CHALLENGE
Each record is to be transcribed exactly.

RECORDS TO USE
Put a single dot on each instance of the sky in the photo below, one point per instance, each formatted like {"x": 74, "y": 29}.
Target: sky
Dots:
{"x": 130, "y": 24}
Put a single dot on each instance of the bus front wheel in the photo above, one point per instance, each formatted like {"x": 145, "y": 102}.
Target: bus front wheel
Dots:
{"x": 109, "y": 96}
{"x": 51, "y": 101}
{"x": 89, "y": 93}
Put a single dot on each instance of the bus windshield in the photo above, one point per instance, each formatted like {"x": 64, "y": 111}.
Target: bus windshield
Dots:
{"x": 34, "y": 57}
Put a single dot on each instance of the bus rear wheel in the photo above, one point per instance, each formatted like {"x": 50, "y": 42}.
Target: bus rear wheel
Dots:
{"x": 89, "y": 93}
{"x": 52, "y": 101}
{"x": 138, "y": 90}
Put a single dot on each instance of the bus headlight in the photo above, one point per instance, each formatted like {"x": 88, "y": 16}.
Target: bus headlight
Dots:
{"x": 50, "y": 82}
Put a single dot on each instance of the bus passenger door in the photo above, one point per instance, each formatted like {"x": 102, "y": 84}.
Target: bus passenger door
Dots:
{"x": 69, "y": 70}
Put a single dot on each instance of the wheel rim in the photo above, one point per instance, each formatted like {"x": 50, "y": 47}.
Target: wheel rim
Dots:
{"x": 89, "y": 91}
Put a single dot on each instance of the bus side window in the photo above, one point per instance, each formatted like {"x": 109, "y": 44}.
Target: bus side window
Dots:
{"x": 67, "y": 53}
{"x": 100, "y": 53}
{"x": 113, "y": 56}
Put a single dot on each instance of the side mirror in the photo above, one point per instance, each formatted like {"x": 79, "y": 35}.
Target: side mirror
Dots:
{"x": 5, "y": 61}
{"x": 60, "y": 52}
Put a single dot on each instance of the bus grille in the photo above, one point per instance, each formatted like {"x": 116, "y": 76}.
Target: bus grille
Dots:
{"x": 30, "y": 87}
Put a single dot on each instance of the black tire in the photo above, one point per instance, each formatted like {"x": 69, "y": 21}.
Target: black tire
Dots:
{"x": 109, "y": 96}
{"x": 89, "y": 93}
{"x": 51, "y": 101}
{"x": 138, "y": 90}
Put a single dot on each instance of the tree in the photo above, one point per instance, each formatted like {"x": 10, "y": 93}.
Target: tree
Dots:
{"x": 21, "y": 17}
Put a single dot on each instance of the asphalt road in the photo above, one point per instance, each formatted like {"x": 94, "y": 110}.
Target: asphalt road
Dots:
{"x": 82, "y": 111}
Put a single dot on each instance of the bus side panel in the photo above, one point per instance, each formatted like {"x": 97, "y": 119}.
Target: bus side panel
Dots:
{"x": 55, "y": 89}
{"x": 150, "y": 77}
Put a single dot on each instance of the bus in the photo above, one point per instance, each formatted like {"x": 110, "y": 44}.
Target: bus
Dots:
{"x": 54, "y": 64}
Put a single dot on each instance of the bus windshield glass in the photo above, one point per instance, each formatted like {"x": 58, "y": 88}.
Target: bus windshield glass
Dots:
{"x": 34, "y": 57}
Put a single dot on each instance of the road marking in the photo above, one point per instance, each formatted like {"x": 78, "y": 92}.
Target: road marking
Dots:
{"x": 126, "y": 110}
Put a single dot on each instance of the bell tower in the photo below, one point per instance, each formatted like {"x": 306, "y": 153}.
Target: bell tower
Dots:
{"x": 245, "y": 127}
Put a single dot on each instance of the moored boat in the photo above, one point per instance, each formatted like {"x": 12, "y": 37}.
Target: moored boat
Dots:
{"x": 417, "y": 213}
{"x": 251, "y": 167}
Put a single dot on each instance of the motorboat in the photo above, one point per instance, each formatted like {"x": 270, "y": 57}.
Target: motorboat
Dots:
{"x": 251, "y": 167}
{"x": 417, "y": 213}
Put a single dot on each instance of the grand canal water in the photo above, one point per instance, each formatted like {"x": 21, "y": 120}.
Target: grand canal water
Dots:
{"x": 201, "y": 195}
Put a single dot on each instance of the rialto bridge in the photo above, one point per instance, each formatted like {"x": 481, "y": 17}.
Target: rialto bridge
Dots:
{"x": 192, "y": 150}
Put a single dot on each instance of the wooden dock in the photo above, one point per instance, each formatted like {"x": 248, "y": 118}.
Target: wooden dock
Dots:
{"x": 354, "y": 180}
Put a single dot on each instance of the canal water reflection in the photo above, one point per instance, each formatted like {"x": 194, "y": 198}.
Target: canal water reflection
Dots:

RESPONSE TO THE TASK
Put a single dot on each instance of the sky in the photo below, one point per instance, each formatted like {"x": 74, "y": 29}.
Target: sky
Dots:
{"x": 130, "y": 24}
Put a single dot on each instance of the bus front wheel in the photo above, one point per instance, each formatted like {"x": 145, "y": 102}.
Target: bus front wheel
Dots:
{"x": 109, "y": 96}
{"x": 51, "y": 101}
{"x": 89, "y": 93}
Put a single dot on each instance of the bus windshield in the photo above, one point per instance, each formatted like {"x": 64, "y": 111}.
Target: bus windshield
Dots:
{"x": 34, "y": 57}
Put a single dot on each instance of the bus rear wheel in the photo above, one point per instance, each formatted like {"x": 50, "y": 42}.
Target: bus rear wheel
Dots:
{"x": 89, "y": 93}
{"x": 52, "y": 101}
{"x": 138, "y": 90}
Put a single dot on each instance of the bus headlight in the photo above, one point per instance, each formatted like {"x": 88, "y": 16}.
Target: bus headlight
Dots:
{"x": 50, "y": 82}
Put a single dot on each instance of the bus passenger door in the photo above, one point per instance, each formatted like {"x": 102, "y": 84}.
Target: bus passenger door
Dots:
{"x": 69, "y": 70}
Put a single dot on each instance of the wheel rim in the photo above, one point per instance, each formatted like {"x": 50, "y": 47}.
Target: wheel rim
Dots:
{"x": 89, "y": 91}
Put a single dot on each instance of the bus side window in the photo above, one point per instance, each formatted like {"x": 109, "y": 44}.
Target: bus side window
Dots:
{"x": 67, "y": 53}
{"x": 100, "y": 53}
{"x": 113, "y": 56}
Put a single dot on each instance of the side mirror in the photo above, one point per instance, each formatted like {"x": 79, "y": 35}.
Target: side mirror
Dots:
{"x": 5, "y": 61}
{"x": 60, "y": 52}
Put a single dot on each instance of the bus grille in the photo above, one point per instance, each formatted like {"x": 116, "y": 76}.
Target: bus grille
Dots:
{"x": 30, "y": 87}
Put a single dot on each instance of the black tire in the photo above, one point per instance, each formatted like {"x": 69, "y": 21}.
Target: black tire
Dots:
{"x": 109, "y": 96}
{"x": 89, "y": 93}
{"x": 51, "y": 101}
{"x": 138, "y": 90}
Put a single dot on each instance of the tree in the photo above, one point per instance, each formatted like {"x": 10, "y": 93}.
Target: tree
Dots:
{"x": 21, "y": 17}
Put a single dot on each instance of the asphalt road in the photo above, one point per instance, each formatted like {"x": 94, "y": 110}.
Target: asphalt road
Dots:
{"x": 82, "y": 111}
Put a single dot on each instance of the bus side panel in the photo above, one point per instance, each formatted like {"x": 97, "y": 119}.
Target: bus side panel
Dots:
{"x": 55, "y": 89}
{"x": 150, "y": 77}
Put a single dot on each instance of the bus in the photo above, one point per instance, each formatted like {"x": 110, "y": 44}.
Target: bus
Dots:
{"x": 54, "y": 64}
Put a single dot on each instance of the bus windshield glass in the photo above, one point per instance, each formatted like {"x": 58, "y": 88}.
Target: bus windshield glass
Dots:
{"x": 34, "y": 57}
Put a single dot on each instance of the road marking in the photo above, one point per instance, each formatted like {"x": 78, "y": 92}.
Target: road marking
Dots:
{"x": 126, "y": 110}
Put a single dot on each instance of the bell tower in the photo below, one point per instance, each formatted like {"x": 306, "y": 153}.
Target: bell tower
Dots:
{"x": 245, "y": 127}
Put a single dot on each instance of the moored boat in the photo above, one point per instance, each formatted like {"x": 12, "y": 37}.
Target: moored boat
Dots:
{"x": 417, "y": 213}
{"x": 251, "y": 167}
Put a single dot on each instance of the motorboat in the photo above, one point per instance, each formatted like {"x": 270, "y": 57}.
Target: motorboat
Dots:
{"x": 251, "y": 167}
{"x": 417, "y": 213}
Put a single dot on each instance of the grand canal water in the photo above, one point per instance, each formatted like {"x": 21, "y": 120}.
Target: grand canal water
Dots:
{"x": 201, "y": 195}
Put a single dot on each instance of the rialto bridge in the photo above, one point per instance, each formatted like {"x": 481, "y": 17}.
Target: rialto bridge
Dots:
{"x": 192, "y": 150}
Put a single dot on each instance of the wooden dock in the photo above, one point per instance, each formatted like {"x": 248, "y": 118}.
Target: wooden dock
Dots:
{"x": 354, "y": 180}
Put a single dot on each instance of the canal water reflection in the photo above, one point per instance, each formatted like {"x": 194, "y": 198}.
Target: canal water reflection
Dots:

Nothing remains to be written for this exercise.